== Texte source
Faut-il stocker davantage d'eau, en consommer moins, renoncer à certaines cultures ? Le « plan de sobriété sur l'eau » évoqué samedi par le président Emmanuel Macron au salon de l'Agriculture résonne comme une évidence douloureuse pour le monde agricole.

La sécheresse historique de l’été 2022 et, pire, l’hiver sec qui a suivi, a fait de l’eau, denrée longtemps abondante dans le climat tempéré de la France, un bien plus rare qu’il convient d’économiser et de partager.

« La situation est plus grave que l’an dernier à la même époque et on a deux mois de retard sur la recharge des nappes phréatiques », a rappelé le ministre de la transition écologique Christophe Béchu dans un entretien au Journal du Dimanche. Déjà quatre départements connaissent des restrictions d’eau, contraignant les agriculteurs à réduire de moitié leurs prélèvements, et « on aura entre 10 et 40 % d’eau disponible en moins dans les années qui viennent », souligne le ministre.
====
== Données fournies
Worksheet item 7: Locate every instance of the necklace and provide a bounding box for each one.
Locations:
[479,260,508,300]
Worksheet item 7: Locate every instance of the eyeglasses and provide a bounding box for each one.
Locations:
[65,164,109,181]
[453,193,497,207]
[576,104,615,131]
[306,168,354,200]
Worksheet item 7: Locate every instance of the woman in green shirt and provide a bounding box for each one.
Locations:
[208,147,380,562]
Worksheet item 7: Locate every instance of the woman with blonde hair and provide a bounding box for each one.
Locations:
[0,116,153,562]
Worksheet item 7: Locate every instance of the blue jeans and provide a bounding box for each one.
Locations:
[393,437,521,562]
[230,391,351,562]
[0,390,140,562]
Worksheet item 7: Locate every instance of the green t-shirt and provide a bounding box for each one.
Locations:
====
Travail à faire:
[a] D'après le texte sur l'eau, combien de départements sont déjà soumis à des restrictions d'eau ?
[b] Relevez toutes les pistes que la question d'ouverture du texte sur l'eau envisage.
[c] Prolongez le texte sur l'eau après sa dernière phrase.

Réponses par tâche:
[a] Quatre départements.

[b]
- Stocker davantage d'eau
- En consommer moins
- Renoncer à certaines cultures

[c]
Sur une moyenne de 200 milliards de m3 d’eau disponibles par an dans la nature en France métropolitaine, environ 30 milliards sont prélevés dont 3,2 milliards par l’agriculture, essentiellement pour l’irrigation, loin derrière le refroidissement des centrales électriques (plus de 15 milliards) ou la production d’eau potable (5 milliards).

La part de l’agriculture irriguée – environ 7 % des surfaces cultivées – est relativement limitée en France mais « 70 à 80 % des prélèvements d’eau se font l’été, quand la disponibilité est la plus faible », relève Thierry Caquet, directeur scientifique Environnement à l’Institut national de recherche pour l’agriculture, l’alimentation et l’environnement (Inrae).

Le gouvernement, qui travaille sur le « plan eau » attendu en mars, étudie plusieurs pistes : un stockage accru, la réutilisation des eaux usées- de moins de 1 % en France contre 8 % en Italie, 14 % en Espagne et même 85 % en Israël-, mais aussi le développement de variétés de cultures plus résistantes au stress hydrique.

« Aujourd’hui, les pouvoirs publics se rendent compte qu’il faut gérer la ressource. Quand le président parle de retenues collinaires (qui retiennent des eaux de surface via l’endiguement de cours d’eau, NDLR), c’est un bon signal pour nous », estime Céline Imart, porte-parole d’Intercéréales, qui regroupe les producteurs français de grains.

« Cela fait des années qu’on alerte sur le fait qu’il faut retenir l’eau qui tombe de manière assez condensée l’hiver pour pouvoir l’utiliser l’été, au lieu de la voir partir à la mer », explique-t-elle.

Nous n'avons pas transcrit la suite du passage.